**Work to complete**
Please write out, word for word, the lines of the records starting at the line that contains "Q: Indicate one point per instance of the model town" and ending at the line that contains "(1316, 531)", including both of those lines.

**Entries supplied**
+ + +
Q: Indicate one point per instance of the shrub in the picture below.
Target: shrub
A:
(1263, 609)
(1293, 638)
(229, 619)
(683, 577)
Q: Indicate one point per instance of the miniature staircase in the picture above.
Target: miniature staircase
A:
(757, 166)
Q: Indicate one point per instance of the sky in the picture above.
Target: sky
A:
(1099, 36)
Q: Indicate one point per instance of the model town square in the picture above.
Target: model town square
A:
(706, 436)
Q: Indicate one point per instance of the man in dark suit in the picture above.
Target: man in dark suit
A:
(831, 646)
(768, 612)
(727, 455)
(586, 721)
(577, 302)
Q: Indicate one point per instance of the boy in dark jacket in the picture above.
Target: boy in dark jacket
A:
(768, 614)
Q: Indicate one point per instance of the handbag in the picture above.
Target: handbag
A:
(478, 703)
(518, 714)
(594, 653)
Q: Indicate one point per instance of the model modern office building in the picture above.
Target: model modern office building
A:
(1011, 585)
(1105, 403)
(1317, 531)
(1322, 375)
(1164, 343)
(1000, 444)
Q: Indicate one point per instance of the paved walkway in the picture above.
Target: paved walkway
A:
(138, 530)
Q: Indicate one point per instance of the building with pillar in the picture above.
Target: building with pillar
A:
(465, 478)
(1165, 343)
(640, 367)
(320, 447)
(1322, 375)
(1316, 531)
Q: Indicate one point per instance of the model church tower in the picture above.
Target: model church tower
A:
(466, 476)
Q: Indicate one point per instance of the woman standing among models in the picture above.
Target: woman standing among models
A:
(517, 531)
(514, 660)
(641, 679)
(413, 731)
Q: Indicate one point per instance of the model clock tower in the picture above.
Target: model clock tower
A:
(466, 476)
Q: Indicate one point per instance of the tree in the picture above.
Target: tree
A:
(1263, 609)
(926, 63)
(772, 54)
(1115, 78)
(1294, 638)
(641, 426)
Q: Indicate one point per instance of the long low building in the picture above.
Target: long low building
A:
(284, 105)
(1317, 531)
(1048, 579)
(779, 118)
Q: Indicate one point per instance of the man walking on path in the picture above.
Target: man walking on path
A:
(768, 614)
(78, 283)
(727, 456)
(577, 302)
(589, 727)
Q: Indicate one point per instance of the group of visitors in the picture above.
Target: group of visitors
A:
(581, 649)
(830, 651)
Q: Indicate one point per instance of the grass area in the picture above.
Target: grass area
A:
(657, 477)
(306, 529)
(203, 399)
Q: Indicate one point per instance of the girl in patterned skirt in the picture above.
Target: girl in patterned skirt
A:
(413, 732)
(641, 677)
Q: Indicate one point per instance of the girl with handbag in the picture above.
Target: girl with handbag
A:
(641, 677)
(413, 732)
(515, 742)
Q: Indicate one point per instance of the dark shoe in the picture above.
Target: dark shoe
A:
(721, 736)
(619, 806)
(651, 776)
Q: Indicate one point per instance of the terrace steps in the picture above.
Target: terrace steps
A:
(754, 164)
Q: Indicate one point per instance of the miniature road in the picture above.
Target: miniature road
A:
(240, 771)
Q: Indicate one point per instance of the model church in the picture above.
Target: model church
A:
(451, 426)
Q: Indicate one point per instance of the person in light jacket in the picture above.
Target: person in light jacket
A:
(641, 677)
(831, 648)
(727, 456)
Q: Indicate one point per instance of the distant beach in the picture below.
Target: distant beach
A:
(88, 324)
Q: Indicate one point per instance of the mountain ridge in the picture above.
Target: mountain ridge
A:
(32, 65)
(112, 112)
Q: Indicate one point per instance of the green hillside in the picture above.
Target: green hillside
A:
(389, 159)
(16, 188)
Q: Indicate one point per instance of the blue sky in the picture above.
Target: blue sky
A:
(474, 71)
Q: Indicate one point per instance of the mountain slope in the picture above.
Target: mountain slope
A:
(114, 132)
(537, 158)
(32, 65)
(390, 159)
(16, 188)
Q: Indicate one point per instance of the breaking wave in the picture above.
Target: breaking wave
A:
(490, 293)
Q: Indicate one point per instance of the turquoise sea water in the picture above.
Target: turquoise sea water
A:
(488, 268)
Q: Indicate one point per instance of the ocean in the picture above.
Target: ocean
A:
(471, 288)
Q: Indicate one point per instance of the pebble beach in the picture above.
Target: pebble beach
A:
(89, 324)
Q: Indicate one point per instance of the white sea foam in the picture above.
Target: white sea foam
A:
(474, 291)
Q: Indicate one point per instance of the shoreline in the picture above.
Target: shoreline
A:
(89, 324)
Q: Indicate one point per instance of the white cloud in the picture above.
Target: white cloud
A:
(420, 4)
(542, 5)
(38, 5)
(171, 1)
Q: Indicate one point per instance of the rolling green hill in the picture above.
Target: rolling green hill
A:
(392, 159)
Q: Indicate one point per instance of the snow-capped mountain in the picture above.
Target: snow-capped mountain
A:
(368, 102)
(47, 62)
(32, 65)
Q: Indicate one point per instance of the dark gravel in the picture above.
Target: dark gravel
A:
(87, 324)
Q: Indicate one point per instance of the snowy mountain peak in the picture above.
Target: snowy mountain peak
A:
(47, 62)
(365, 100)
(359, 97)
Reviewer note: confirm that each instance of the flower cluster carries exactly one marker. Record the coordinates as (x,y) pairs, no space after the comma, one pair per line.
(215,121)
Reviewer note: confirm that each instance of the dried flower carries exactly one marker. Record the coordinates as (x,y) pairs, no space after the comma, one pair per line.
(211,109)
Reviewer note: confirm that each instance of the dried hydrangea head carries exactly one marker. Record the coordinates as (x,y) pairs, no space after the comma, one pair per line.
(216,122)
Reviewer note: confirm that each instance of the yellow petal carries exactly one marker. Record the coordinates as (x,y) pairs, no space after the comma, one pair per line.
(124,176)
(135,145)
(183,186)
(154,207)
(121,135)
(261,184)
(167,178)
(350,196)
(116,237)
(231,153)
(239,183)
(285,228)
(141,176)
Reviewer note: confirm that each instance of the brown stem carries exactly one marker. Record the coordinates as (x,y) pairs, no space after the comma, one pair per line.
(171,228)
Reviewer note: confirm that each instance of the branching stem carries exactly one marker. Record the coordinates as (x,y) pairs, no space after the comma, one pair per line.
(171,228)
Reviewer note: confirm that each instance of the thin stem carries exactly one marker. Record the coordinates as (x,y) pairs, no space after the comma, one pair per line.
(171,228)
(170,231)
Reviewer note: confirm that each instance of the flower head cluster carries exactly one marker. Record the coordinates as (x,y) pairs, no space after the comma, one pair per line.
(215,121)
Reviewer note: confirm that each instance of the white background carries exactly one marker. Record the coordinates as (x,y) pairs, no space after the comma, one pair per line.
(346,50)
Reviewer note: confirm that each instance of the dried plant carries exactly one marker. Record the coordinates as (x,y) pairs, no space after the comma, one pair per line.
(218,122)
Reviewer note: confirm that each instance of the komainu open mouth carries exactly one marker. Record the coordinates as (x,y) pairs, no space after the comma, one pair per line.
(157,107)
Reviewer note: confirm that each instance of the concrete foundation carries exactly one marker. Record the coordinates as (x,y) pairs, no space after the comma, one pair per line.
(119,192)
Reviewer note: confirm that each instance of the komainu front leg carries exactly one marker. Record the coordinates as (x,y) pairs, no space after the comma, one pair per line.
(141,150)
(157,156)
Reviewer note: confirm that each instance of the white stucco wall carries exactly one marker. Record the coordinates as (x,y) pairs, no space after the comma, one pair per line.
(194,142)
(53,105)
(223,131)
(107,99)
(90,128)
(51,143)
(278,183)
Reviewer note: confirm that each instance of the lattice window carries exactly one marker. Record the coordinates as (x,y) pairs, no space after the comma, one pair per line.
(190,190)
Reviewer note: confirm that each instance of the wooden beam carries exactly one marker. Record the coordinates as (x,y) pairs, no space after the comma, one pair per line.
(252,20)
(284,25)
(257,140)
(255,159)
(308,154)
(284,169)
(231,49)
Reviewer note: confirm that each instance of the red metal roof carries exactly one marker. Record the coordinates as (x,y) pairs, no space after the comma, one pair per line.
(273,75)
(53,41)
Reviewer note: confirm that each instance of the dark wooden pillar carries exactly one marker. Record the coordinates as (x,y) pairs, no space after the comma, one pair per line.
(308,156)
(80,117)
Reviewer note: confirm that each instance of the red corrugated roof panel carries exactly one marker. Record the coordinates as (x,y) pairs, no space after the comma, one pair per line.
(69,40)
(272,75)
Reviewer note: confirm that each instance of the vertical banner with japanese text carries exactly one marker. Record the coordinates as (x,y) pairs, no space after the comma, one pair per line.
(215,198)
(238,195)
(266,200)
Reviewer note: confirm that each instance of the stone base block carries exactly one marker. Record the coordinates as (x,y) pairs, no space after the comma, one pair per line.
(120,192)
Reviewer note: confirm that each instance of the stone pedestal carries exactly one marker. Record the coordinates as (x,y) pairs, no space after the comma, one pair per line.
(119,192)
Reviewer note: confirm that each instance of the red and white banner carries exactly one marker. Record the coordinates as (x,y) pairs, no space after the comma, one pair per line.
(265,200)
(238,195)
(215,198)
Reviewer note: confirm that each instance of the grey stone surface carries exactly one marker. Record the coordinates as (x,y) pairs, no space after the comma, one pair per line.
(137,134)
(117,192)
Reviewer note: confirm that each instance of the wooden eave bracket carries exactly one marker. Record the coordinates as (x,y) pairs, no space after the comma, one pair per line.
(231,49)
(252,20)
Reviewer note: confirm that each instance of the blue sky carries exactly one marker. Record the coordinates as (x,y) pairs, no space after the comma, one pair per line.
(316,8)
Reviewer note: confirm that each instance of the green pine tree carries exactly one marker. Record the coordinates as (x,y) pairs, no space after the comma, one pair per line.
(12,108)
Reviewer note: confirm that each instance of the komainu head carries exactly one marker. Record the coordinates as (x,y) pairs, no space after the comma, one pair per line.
+ + +
**The response**
Q: Indicate one point per instance of the model town square in the picture above.
Target: model town square
A:
(706, 436)
Q: Indicate one point per instance of the man in dark suit in the picture above.
Target: man in dark suit
A:
(831, 646)
(768, 612)
(727, 455)
(586, 721)
(577, 302)
Q: Indicate one point per instance of the boy in dark jacket in the picture above.
Target: boy in dark jacket
A:
(768, 614)
Q: Indicate one point per instance of the handbag in the picture above.
Target: handbag
A:
(478, 703)
(518, 714)
(594, 653)
Q: Indicate one point per instance of the model modern office building in the picture above.
Target: model modern office building
A:
(1011, 585)
(1105, 403)
(1317, 531)
(1322, 375)
(1164, 343)
(1000, 444)
Q: Indicate one point per instance of the paved walkway in the picture above.
Target: paved walkway
A:
(138, 530)
Q: Indicate one point per instance of the building with pillar in the picture above.
Target: building with pillar
A:
(465, 478)
(1165, 343)
(640, 367)
(320, 447)
(1322, 375)
(1316, 531)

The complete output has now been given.